**WHAT TO DO:** Could you reproduce the lines below character for character, omitting the pictures?

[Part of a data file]

□ □ □ □

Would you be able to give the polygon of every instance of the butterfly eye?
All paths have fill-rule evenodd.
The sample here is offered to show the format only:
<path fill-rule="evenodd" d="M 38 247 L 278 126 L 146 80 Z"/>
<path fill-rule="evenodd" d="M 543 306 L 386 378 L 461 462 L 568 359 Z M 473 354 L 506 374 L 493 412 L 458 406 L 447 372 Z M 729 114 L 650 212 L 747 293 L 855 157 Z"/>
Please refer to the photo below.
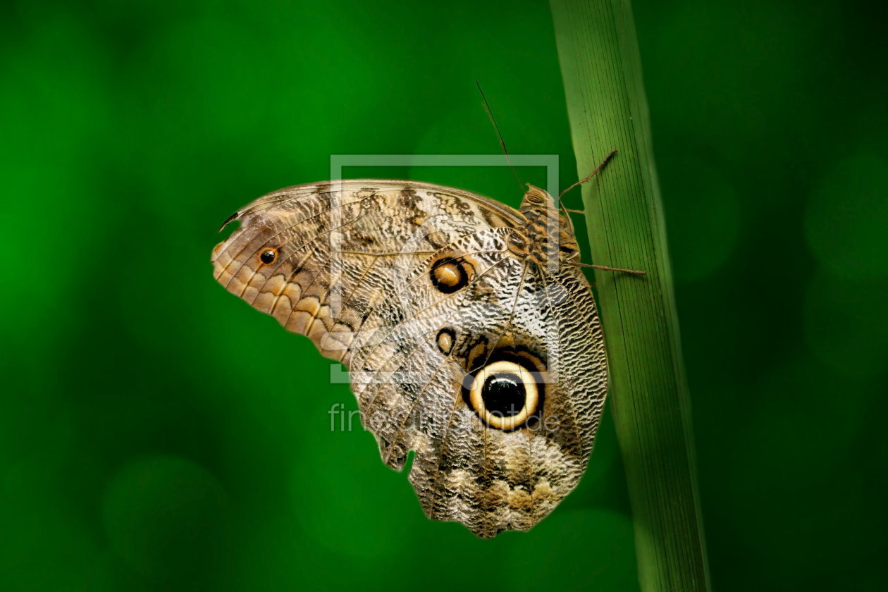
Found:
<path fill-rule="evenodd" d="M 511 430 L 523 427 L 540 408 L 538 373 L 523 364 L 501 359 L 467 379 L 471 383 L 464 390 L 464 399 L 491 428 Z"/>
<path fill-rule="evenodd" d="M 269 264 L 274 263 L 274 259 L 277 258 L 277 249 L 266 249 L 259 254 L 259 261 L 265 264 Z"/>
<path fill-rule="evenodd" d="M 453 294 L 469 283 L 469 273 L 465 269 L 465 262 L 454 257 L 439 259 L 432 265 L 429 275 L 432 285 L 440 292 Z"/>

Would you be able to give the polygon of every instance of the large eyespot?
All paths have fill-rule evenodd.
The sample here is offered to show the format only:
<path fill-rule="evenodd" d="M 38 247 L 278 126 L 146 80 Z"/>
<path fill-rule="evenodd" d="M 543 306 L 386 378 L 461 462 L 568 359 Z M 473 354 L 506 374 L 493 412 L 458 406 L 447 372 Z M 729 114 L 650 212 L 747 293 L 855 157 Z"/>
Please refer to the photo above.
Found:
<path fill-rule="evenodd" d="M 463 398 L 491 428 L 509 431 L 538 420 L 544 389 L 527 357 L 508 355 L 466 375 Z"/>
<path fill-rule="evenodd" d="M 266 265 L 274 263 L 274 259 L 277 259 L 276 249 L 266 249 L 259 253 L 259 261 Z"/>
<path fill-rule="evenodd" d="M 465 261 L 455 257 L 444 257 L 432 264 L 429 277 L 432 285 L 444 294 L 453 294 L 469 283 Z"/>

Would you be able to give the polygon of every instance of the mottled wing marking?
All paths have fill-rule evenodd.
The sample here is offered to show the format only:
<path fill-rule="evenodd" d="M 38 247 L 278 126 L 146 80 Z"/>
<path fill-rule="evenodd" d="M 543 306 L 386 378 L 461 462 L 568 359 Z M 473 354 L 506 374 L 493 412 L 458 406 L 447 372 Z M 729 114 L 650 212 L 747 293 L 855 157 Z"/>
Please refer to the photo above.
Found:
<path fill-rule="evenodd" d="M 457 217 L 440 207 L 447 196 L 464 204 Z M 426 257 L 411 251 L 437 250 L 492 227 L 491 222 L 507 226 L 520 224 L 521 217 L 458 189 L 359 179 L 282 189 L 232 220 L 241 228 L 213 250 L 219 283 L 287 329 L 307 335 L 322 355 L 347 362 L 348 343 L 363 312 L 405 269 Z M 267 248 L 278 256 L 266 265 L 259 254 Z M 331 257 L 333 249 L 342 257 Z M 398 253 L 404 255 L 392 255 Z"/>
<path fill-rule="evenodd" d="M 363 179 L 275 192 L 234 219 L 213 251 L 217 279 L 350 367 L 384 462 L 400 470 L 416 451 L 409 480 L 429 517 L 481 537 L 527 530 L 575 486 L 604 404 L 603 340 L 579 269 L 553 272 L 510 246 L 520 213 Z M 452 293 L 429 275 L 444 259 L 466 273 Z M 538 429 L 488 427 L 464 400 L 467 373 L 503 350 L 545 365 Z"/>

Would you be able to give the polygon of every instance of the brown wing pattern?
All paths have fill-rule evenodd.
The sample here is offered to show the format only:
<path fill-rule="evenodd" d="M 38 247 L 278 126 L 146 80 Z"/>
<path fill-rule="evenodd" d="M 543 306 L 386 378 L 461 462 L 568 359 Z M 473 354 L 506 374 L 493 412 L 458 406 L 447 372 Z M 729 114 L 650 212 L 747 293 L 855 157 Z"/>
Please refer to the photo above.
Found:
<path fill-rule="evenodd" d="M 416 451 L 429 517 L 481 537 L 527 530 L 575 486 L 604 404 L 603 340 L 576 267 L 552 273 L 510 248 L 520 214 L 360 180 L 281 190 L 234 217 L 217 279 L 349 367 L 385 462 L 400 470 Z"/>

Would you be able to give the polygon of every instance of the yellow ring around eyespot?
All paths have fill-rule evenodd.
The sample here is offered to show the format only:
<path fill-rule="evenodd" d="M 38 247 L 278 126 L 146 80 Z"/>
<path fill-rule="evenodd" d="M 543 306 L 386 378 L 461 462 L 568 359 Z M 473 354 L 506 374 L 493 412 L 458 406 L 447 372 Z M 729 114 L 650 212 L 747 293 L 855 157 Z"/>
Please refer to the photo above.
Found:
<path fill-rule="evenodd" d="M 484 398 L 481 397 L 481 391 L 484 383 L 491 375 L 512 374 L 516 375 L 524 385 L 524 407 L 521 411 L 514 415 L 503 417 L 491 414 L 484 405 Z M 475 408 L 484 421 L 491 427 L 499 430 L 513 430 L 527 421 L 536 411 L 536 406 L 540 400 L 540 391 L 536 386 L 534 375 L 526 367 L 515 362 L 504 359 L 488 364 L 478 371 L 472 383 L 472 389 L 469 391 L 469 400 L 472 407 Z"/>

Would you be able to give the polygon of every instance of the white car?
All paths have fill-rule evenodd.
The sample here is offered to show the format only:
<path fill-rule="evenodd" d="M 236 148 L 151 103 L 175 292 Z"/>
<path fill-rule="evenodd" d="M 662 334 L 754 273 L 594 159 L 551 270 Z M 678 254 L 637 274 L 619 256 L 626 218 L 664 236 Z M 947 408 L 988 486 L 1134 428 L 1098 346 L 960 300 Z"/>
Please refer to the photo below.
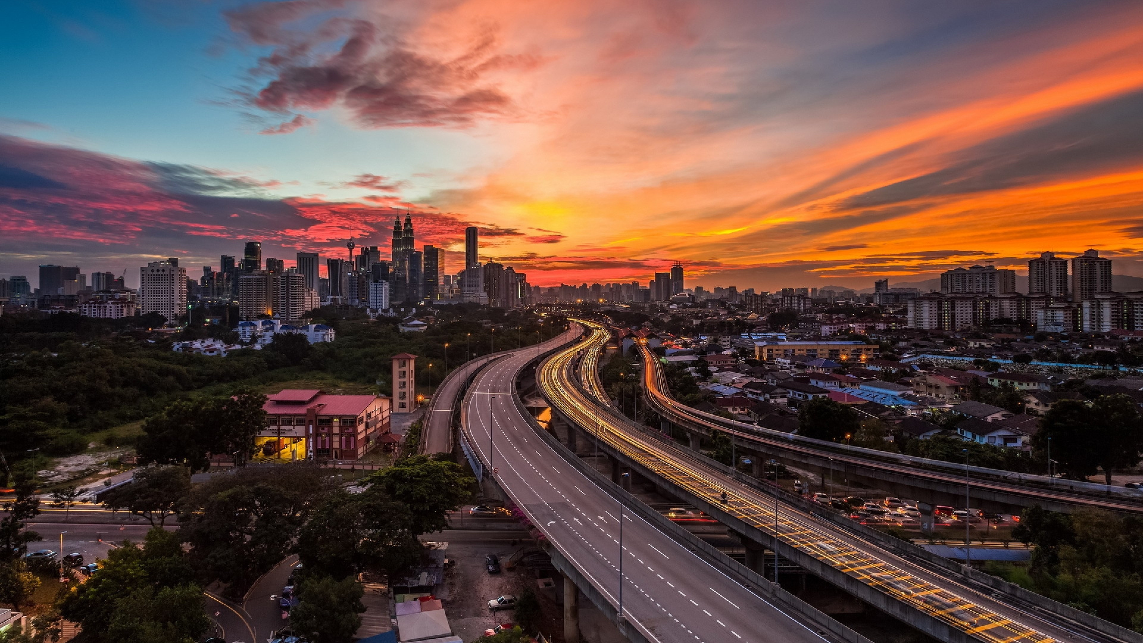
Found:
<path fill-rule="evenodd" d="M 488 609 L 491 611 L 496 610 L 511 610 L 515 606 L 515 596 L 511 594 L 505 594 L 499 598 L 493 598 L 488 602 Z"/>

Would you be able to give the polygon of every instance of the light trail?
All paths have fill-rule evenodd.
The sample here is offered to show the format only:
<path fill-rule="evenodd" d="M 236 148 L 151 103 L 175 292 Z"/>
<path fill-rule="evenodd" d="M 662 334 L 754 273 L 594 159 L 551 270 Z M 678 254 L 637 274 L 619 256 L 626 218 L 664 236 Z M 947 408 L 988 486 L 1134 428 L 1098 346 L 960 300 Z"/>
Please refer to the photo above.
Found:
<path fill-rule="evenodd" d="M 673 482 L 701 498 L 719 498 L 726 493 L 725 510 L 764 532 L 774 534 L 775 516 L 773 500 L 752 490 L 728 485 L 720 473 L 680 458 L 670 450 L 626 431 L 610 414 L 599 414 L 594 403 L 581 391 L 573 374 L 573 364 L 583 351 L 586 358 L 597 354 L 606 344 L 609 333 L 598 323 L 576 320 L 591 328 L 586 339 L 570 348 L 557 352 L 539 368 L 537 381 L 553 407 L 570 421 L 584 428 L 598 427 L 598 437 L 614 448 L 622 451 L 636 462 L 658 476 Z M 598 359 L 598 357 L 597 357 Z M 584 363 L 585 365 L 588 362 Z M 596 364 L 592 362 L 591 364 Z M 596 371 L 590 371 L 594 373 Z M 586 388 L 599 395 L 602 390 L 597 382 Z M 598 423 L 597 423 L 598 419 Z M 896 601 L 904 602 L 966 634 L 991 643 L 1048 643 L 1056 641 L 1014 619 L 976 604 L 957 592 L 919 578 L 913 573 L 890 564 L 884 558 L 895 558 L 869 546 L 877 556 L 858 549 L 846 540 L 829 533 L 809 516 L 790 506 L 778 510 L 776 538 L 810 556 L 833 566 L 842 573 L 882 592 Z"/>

□ □ □ □

**OUTPUT FOR THIS TASK:**
Would you be able to give the polygon of every instance of the butterfly eye?
All paths have fill-rule evenodd.
The sample here is offered to show the format only:
<path fill-rule="evenodd" d="M 38 247 L 278 126 L 146 80 Z"/>
<path fill-rule="evenodd" d="M 543 306 L 386 378 L 461 462 L 568 359 Z M 473 354 L 506 374 L 493 412 L 458 406 L 447 372 Z M 729 114 L 650 212 L 747 293 L 855 157 Z"/>
Please refer to the photo below.
Found:
<path fill-rule="evenodd" d="M 511 430 L 523 427 L 540 408 L 538 373 L 523 364 L 501 359 L 467 379 L 471 383 L 464 390 L 464 399 L 491 428 Z"/>
<path fill-rule="evenodd" d="M 269 264 L 274 263 L 274 259 L 277 258 L 277 249 L 266 249 L 259 254 L 259 261 L 265 264 Z"/>
<path fill-rule="evenodd" d="M 453 294 L 469 283 L 469 273 L 465 269 L 465 262 L 454 257 L 439 259 L 432 265 L 429 275 L 432 285 L 440 292 Z"/>

Would you be able to give the polygon of every instance of the large eyespot?
All paths have fill-rule evenodd.
The sample here is offered to show the format only:
<path fill-rule="evenodd" d="M 38 247 L 278 126 L 146 80 Z"/>
<path fill-rule="evenodd" d="M 543 306 L 386 378 L 461 462 L 568 359 Z M 473 354 L 506 374 L 493 412 L 458 406 L 447 372 Z M 729 114 L 650 212 L 747 293 L 855 157 Z"/>
Please refer to the photo above.
Found:
<path fill-rule="evenodd" d="M 463 398 L 491 428 L 509 431 L 538 420 L 544 389 L 527 357 L 508 355 L 466 375 Z"/>
<path fill-rule="evenodd" d="M 266 265 L 274 263 L 274 259 L 277 259 L 276 249 L 266 249 L 259 253 L 259 261 Z"/>
<path fill-rule="evenodd" d="M 465 261 L 455 257 L 444 257 L 432 264 L 429 277 L 432 285 L 444 294 L 453 294 L 469 283 Z"/>

Would you be able to give the polygon of every instance of the mottled wing marking?
All paths have fill-rule evenodd.
The sample here is offered to show the format only:
<path fill-rule="evenodd" d="M 38 247 L 278 126 L 146 80 Z"/>
<path fill-rule="evenodd" d="M 543 306 L 386 378 L 461 462 L 568 359 Z M 473 354 L 506 374 L 493 412 L 458 406 L 447 372 Z M 729 114 L 650 212 L 747 293 L 855 157 Z"/>
Please refer to the photo above.
Found:
<path fill-rule="evenodd" d="M 457 217 L 440 207 L 447 196 L 464 204 Z M 426 257 L 411 251 L 437 250 L 492 227 L 491 222 L 507 226 L 520 224 L 521 217 L 458 189 L 359 179 L 282 189 L 232 220 L 241 228 L 213 250 L 219 283 L 287 329 L 307 335 L 322 355 L 347 362 L 348 343 L 363 312 L 405 269 Z M 267 248 L 278 256 L 266 265 L 259 254 Z M 331 257 L 333 249 L 342 257 Z M 398 253 L 404 255 L 392 255 Z"/>
<path fill-rule="evenodd" d="M 363 179 L 275 192 L 234 219 L 213 251 L 217 279 L 350 367 L 384 462 L 400 470 L 416 451 L 409 480 L 429 517 L 481 537 L 527 530 L 575 486 L 604 404 L 603 340 L 579 269 L 553 272 L 510 246 L 520 213 Z M 452 293 L 429 275 L 444 259 L 466 273 Z M 538 429 L 488 427 L 464 400 L 467 373 L 503 350 L 545 365 Z"/>

Would you be able to give the polygon of every instance of the brown wing pattern?
All paths have fill-rule evenodd.
The sample here is offered to show the format only:
<path fill-rule="evenodd" d="M 38 247 L 278 126 L 146 80 Z"/>
<path fill-rule="evenodd" d="M 543 306 L 386 378 L 461 462 L 568 359 Z M 473 354 L 506 374 L 493 412 L 458 406 L 447 372 Z M 729 114 L 650 212 L 747 293 L 855 157 Z"/>
Please refer to the photo above.
Found:
<path fill-rule="evenodd" d="M 416 451 L 429 517 L 481 537 L 527 530 L 575 486 L 604 404 L 603 340 L 576 267 L 552 273 L 510 248 L 520 214 L 360 180 L 281 190 L 234 217 L 217 279 L 349 367 L 385 462 L 400 470 Z"/>

Would you be able to give the polygon of every instance of the yellow ring around eyespot?
All paths have fill-rule evenodd.
The sample here is offered to show the format only:
<path fill-rule="evenodd" d="M 38 247 L 278 126 L 146 80 Z"/>
<path fill-rule="evenodd" d="M 543 306 L 386 378 L 461 462 L 568 359 Z M 473 354 L 506 374 L 493 412 L 458 406 L 447 372 Z M 729 114 L 650 212 L 747 293 L 855 157 Z"/>
Please refer to the photo above.
Found:
<path fill-rule="evenodd" d="M 484 398 L 481 397 L 481 391 L 484 383 L 491 375 L 512 374 L 516 375 L 524 385 L 524 407 L 521 411 L 514 415 L 503 417 L 491 414 L 484 405 Z M 475 408 L 484 421 L 491 427 L 499 430 L 513 430 L 527 421 L 536 411 L 536 406 L 540 400 L 540 391 L 536 386 L 534 375 L 526 367 L 515 362 L 504 359 L 488 364 L 478 371 L 472 383 L 472 389 L 469 391 L 469 400 L 472 407 Z"/>

Would you be able to give the polygon of every instance of the white car?
All paths have fill-rule evenodd.
The sample here is offered to show the format only:
<path fill-rule="evenodd" d="M 236 148 L 151 103 L 175 292 Z"/>
<path fill-rule="evenodd" d="M 662 334 L 754 273 L 594 159 L 551 270 Z M 678 254 L 637 274 L 619 256 L 626 218 L 664 236 Z M 947 408 L 988 486 L 1134 428 L 1098 346 L 960 300 Z"/>
Please refer to the photo below.
Found:
<path fill-rule="evenodd" d="M 488 609 L 491 611 L 496 610 L 511 610 L 515 606 L 515 596 L 511 594 L 505 594 L 499 598 L 493 598 L 488 602 Z"/>

Would you be able to give the polygon of every instance of the light trail?
All paths have fill-rule evenodd.
The sample here is offered to show the format only:
<path fill-rule="evenodd" d="M 236 148 L 151 103 L 175 292 Z"/>
<path fill-rule="evenodd" d="M 662 334 L 754 273 L 594 159 L 551 270 Z M 678 254 L 637 274 L 619 256 L 626 218 L 664 236 Z M 947 408 L 988 486 L 1134 428 L 1098 346 L 960 300 Z"/>
Please refer to the photo above.
Found:
<path fill-rule="evenodd" d="M 673 482 L 701 498 L 719 498 L 726 493 L 725 510 L 764 532 L 774 534 L 775 516 L 773 500 L 752 490 L 728 485 L 720 473 L 680 458 L 670 450 L 626 431 L 610 414 L 599 414 L 594 403 L 581 391 L 573 374 L 573 364 L 583 351 L 586 358 L 597 354 L 606 344 L 609 333 L 598 323 L 576 320 L 591 328 L 586 339 L 570 348 L 557 352 L 539 368 L 537 381 L 553 407 L 570 421 L 584 428 L 598 427 L 598 437 L 614 448 L 622 451 L 636 462 L 658 476 Z M 598 359 L 598 357 L 597 357 Z M 584 363 L 585 365 L 588 362 Z M 596 364 L 592 362 L 591 364 Z M 596 371 L 590 371 L 594 373 Z M 586 388 L 599 395 L 602 390 L 597 382 Z M 598 423 L 597 423 L 598 419 Z M 896 601 L 904 602 L 966 634 L 991 643 L 1048 643 L 1056 641 L 1014 619 L 976 604 L 957 592 L 919 578 L 913 573 L 890 564 L 884 558 L 895 558 L 869 546 L 877 556 L 858 549 L 846 540 L 829 533 L 809 516 L 790 506 L 778 510 L 776 538 L 810 556 L 833 566 L 842 573 L 882 592 Z"/>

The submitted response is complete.